Belang van reflectie

Met betrekking tot het relationele niveau onder collega-leraren is hiervoor al aangehaald dat collegiaal vertrouwen een essentiële rol speelt. Op het individuele niveau van de leraar situeert zich echter nog een ander aspect dat eveneens veelzijdig in de literatuur aan bod komt, namelijk het belang van een effectieve reflectie. In Loughran (2006) wordt al aangehaald dat ervaringen op zich niet altijd voldoende zijn om uit te leren, maar dat het de reflectie is die op deze ervaringen volgt, die ervoor zorgt dat er ook uit geleerd kan worden.

(26)

Daarnaast is op te merken dat de termen ‘reflectie’ en ‘reflectieve praktijken’ veelzijdig gebruikt worden bij het beschrijven en onderzoeken van PLG en peer support (Bell & Mladenovic, 2007; Hammersley-Fletcher & Orsmond, 2004; Hammersley-Fletcher & Orsmond, 2005; Huston & Weaver, 2008; Little, 1990; Rigelman & Ruben, 2012; Sellars, 2012; Siddiqui, et al., 2007; Sullivan, et al., 2012; Thurlings, et al., 2012; Van Maele, 2011; Vidmar, 2005). Wanneer dit aspect van reflectie toegepast wordt op peer observatie, halen Hammersley-Fletcher en Orsmond (2005) aan dat de explicitatie en in acht name van deze reflectieve praktijk, er mee voor kan zorgen dat leren en onderwijzen binnen een school beter gedefinieerd kan worden. Tevens wordt er gewezen op het feit dat wanneer peer observatie de nadruk legt op het achteraf doorlopen van een relfectiecyclus, dit belangrijke voordelen kan bieden in termen van het afstemmen van de onderwijskundige kennis en vaardigheden (Hammersley-Fletcher & Orsmond, 2005). Sellars (2012) gaat hier verder op in en stelt dat leraren doelgericht hun zelfkennis verder moeten ontwikkelen, formuleren en herformuleren, om te groeien naar een beter begrip van de eigen capaciteiten met als doel de professionele praktijk te verbeteren. Hierbij is het van belang dat elk individu eerst voor zichzelf nagaat wat reflectie nu eigenlijk betekent en welke plaats en aandeel dit krijgt binnen de professionele ontwikkeling.

[Items voor locatie-identificatie]
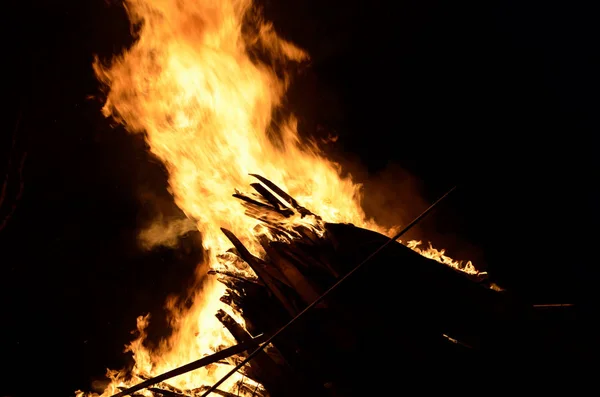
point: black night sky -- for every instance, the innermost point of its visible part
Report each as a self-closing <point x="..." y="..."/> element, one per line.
<point x="501" y="99"/>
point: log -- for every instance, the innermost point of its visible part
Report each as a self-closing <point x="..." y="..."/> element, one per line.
<point x="237" y="277"/>
<point x="274" y="201"/>
<point x="263" y="369"/>
<point x="202" y="362"/>
<point x="260" y="271"/>
<point x="305" y="288"/>
<point x="167" y="393"/>
<point x="293" y="203"/>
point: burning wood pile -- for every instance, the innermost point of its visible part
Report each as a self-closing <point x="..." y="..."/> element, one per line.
<point x="443" y="313"/>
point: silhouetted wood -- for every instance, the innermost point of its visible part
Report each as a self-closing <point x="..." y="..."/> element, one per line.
<point x="262" y="274"/>
<point x="202" y="362"/>
<point x="304" y="287"/>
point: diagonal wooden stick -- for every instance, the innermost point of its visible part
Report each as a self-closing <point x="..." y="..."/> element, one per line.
<point x="220" y="355"/>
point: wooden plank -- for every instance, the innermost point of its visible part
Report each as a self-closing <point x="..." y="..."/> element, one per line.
<point x="260" y="271"/>
<point x="305" y="289"/>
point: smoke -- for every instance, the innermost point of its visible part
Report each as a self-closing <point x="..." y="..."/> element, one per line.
<point x="165" y="232"/>
<point x="161" y="222"/>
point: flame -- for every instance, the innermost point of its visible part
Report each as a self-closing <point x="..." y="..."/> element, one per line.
<point x="202" y="82"/>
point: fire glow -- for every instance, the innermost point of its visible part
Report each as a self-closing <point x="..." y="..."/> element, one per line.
<point x="192" y="83"/>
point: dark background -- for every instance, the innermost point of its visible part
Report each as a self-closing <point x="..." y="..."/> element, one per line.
<point x="501" y="98"/>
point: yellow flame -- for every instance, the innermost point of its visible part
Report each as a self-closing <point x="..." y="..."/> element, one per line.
<point x="200" y="83"/>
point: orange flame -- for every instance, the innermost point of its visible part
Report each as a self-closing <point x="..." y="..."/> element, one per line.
<point x="205" y="104"/>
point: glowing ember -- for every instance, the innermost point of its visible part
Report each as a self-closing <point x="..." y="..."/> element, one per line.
<point x="205" y="106"/>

Instructies:
**1.** Geef uit de tekst over reflectie letterlijk alles weer, van "Met betrekking tot" tot en met "geleerd kan worden.".
**2.** Zet de tekst over het belang van reflectie bij leraren voort, aansluitend op de laatste zin.
De records staan los van de tekst en vormen apart materiaal.

Antwoorden per opdracht:
**1.**
Met betrekking tot het relationele niveau onder collega-leraren is hiervoor al aangehaald dat collegiaal vertrouwen een essentiële rol speelt. Op het individuele niveau van de leraar situeert zich echter nog een ander aspect dat eveneens veelzijdig in de literatuur aan bod komt, namelijk het belang van een effectieve reflectie. In Loughran (2006) wordt al aangehaald dat ervaringen op zich niet altijd voldoende zijn om uit te leren, maar dat het de reflectie is die op deze ervaringen volgt, die ervoor zorgt dat er ook uit geleerd kan worden.

**2.**
Probleemstelling

Tijdens het lezen van de literatuur is op te merken dat er vaak volgens eenzelfde patroon gewerkt wordt wanneer er een samenwerking, die gericht is op professionalisering, plaatsvindt tussen leraren. Veelal wordt er gewerkt met een bijeenkomst voor de les, dan gaat de eigenlijke les door (met of zonder aanwezigheid van een observator) en tot slot wordt de les op een reflectieve en constructieve manier overlopen (Amrein-Beardsley & Popp, 2012; Britton & Anderson, 2010; Hammersley-Fletcher & Orsmond, 2004; Hindin, Morocco, Mott, & Aguilar, 2007; Huston & Weaver, 2008; Lam, 2001; Meirink et al., 2010; Shernoff et al., 2011; Sullivan et al., 2012; Thurlings et al., 2012; Vidmar, 2005). Dit kan zowel ‘one on one’ als in een grotere groep gebeuren. Zoals Thurlings et al. (2012) reeds aangeven in hun onderzoek, is er meestal meer aandacht voor het effect op leerlingen dan dat de rol van de leraar mee in rekening wordt gebracht. Hindin et al. (2007) geeft ook aan dat leraren weinig hun ervaringen m.b.t. collegiale observaties met elkaar delen. Ze discussiëren en plegen vaak op voorhand wel overleg, maar achteraf wordt er weinig teruggekoppeld naar de initiële situatie of naar het oorspronkelijke probleem (Hindin et al., 2007).

Er wordt daarnaast in verschillende onderzoeken gewezen op het lesgeven in ‘isolatie’ of er wordt verwezen naar persoonlijke of institutionele beperkingen waar leraren mee geconfronteerd worden (Collier, 2011; Hammersley-Fletcher & Orsmond, 2004; Huston & Weaver, 2008; Jewett & MacPhee, 2012; Johnson, 2003; Lam, 2001; Louis & Marks, 1998; Moolenaar et al., 2012), wat aangeeft dat er

(27)

binnen het onderwijs nog een sterke cultuur heerst rond ‘gesloten deuren’. Dit terwijl net een open-deur beleid wordt gepromoot (Collier, 2011; Rigelman & Ruben, 2012).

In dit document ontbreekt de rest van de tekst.